Arthur, who according to legend was a fourth-century Celtic king who fought Saxons invading Britain, organized 1,600 feuding barons around what was thought to be a table at his fort, Camelot, in Cornwall of southwestern England or Wales.

Burke's Peerage, which researches aristocratic lineages, determined in October while tracing the ancestry of a Scottish barony that Camelot was located at Greenan castle, in the Scottish village of Ayrshire, which was owned by the Kennedy clan, from whom President John F. Kennedy descended.

'The scholastic breakthrough in proving that Scotland was the headquarters of King Arthur ... needs only the uncovering of the Round Table to convince the world that other Arthurian myths connecting the monarch with England and Wales are fallacious,' said Burke's publishing director Harold Brooks-Baker.

Historians have not determined whether the Arthurian legend is based on a real person, much less whether the exploits of Arthur, Sir Lancelot and the other knights of the Round Table took place in Scotland or Wales.
○ ○ ○
> _Brief 1_:
In the Camelot article, who is Burke's publishing director?
> _Brief 2_:
Continue the Camelot article from its last sentence.

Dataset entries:
○ ○ ○
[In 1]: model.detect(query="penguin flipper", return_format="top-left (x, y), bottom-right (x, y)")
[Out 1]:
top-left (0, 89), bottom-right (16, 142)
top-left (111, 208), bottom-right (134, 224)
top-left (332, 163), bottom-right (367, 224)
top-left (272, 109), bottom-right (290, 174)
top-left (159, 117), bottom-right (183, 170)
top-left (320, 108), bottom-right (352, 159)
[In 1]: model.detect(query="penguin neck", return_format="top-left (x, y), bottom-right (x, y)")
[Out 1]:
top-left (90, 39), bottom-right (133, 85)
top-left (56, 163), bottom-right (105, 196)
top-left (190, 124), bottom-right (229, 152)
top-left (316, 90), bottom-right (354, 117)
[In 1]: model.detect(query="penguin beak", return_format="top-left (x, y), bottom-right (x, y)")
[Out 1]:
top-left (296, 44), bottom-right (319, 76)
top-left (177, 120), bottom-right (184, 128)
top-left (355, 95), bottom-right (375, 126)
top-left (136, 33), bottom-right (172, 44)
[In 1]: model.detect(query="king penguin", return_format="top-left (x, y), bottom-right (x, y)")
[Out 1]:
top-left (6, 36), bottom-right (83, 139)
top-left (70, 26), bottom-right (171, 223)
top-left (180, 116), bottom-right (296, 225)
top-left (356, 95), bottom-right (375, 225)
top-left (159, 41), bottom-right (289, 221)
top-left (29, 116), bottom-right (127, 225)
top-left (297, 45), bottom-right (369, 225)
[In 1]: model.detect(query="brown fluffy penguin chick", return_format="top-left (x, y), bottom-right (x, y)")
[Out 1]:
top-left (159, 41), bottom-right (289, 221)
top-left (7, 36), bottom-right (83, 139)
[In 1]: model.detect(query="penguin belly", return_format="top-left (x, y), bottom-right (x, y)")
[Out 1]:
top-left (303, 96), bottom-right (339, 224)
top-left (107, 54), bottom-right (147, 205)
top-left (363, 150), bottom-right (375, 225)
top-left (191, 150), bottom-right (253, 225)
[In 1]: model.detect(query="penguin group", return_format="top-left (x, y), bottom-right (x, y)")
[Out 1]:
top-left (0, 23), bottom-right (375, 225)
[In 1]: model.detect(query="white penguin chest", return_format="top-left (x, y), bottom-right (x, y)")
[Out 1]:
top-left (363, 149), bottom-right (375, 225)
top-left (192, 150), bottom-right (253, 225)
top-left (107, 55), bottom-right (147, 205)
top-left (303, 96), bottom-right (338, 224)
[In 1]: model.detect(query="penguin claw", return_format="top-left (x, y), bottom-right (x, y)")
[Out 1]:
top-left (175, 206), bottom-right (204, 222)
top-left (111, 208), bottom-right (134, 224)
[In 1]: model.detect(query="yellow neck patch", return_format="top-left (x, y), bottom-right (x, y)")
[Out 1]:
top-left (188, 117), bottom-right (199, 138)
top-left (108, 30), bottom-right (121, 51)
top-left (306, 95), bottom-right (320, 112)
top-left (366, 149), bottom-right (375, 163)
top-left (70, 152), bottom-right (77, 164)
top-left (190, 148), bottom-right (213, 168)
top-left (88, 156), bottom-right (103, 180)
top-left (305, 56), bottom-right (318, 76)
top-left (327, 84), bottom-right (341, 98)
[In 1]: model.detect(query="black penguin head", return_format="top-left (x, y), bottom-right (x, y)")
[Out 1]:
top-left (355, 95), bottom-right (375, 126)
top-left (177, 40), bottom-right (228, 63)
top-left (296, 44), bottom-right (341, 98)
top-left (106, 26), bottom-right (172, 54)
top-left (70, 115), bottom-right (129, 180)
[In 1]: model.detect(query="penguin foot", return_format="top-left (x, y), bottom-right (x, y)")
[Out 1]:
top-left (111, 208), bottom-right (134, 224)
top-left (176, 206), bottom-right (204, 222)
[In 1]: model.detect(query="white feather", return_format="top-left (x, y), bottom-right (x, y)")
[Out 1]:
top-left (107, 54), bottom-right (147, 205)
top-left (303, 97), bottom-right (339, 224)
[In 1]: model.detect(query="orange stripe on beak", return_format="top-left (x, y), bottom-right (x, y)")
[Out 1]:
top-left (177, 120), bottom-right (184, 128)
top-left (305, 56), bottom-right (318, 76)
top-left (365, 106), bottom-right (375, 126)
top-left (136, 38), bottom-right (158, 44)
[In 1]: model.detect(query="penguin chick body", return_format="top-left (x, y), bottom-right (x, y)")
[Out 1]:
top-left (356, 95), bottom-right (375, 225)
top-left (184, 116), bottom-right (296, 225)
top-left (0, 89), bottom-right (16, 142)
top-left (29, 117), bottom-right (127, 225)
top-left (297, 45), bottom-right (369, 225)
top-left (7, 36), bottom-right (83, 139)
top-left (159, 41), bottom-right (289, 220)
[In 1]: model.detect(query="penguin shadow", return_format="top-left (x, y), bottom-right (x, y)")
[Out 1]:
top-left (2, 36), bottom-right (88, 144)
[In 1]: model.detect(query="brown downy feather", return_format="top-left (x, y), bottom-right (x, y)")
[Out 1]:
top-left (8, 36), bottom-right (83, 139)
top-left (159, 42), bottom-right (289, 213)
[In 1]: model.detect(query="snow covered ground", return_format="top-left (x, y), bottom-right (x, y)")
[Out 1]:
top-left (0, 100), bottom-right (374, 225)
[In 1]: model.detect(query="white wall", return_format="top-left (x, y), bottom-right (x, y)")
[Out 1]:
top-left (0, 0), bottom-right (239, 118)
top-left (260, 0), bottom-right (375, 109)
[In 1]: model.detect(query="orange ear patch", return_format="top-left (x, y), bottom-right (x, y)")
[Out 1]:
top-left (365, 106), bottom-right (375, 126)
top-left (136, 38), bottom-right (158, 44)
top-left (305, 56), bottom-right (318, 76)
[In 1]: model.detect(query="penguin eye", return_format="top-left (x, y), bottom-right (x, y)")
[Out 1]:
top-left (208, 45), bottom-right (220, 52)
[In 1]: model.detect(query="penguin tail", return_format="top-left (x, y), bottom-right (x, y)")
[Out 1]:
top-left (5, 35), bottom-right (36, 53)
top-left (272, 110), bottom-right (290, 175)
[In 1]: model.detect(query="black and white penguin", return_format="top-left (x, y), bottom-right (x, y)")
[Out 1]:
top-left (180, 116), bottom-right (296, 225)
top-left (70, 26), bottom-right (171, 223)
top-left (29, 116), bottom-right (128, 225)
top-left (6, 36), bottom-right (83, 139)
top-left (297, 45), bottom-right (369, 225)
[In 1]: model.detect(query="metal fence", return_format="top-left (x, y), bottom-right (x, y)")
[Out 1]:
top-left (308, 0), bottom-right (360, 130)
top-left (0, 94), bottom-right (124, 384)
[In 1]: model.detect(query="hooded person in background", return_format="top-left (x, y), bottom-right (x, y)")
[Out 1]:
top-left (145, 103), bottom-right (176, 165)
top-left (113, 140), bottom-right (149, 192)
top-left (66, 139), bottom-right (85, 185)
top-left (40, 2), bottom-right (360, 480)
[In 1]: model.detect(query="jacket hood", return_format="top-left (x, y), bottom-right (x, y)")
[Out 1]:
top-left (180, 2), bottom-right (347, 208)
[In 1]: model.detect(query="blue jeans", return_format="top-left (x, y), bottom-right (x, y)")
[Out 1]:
○ ○ ○
> _Response 1_:
Harold Brooks-Baker

> _Response 2_:
But they have found stones apparently from a large round building, or rotunda, in Stenhouse, 415 miles north of London and 65 miles northeast of Ayrshire, which some believe is Arthur's Round Table.

The word 'roonde' was incorrectly assumed, they said, to be an old Scottish adjective for 'round,' instead of the noun that means 'rotunda.'

Known locally as 'Arthur's O'on' or oven, the rotunda was dismantled in 1743 when the stones were used to repair a dam at a local mill.

Robert Mitchell, a personnel administrator from Miami and an Arthurian enthusiast, said six years of research showed the exact site where the stones were buried when the river Carron changed its course.

He estimated it would cost $320,000 to excavate the rotunda.

'Originally it may have been a Roman temple or shrine to the goddess of victory, and it would have been the oldest building in Scotland, perhaps the whole of Britain, excluding Ireland,' Mitchell said. 'Certainly, it's of tremendous antiquity.'

Mitchell, who worked on the project with Norma Goodrich, of Claremont, Calif., an authority on Arthur, estimated the stones are 4 feet long and 4 feet in diameter, and would reach a height of 22 feet when reassembled.

'I believe that if it was originally a shrine to the goddess of victory, you can see how the aspect of valor and heroism would have been merged, and appealed to the Arthur legend,' Mitchell said.

'If it were ever excavated, it would be conceivable that it possibly could be rebuilt, as we have a drawing of it from 1720,' he said.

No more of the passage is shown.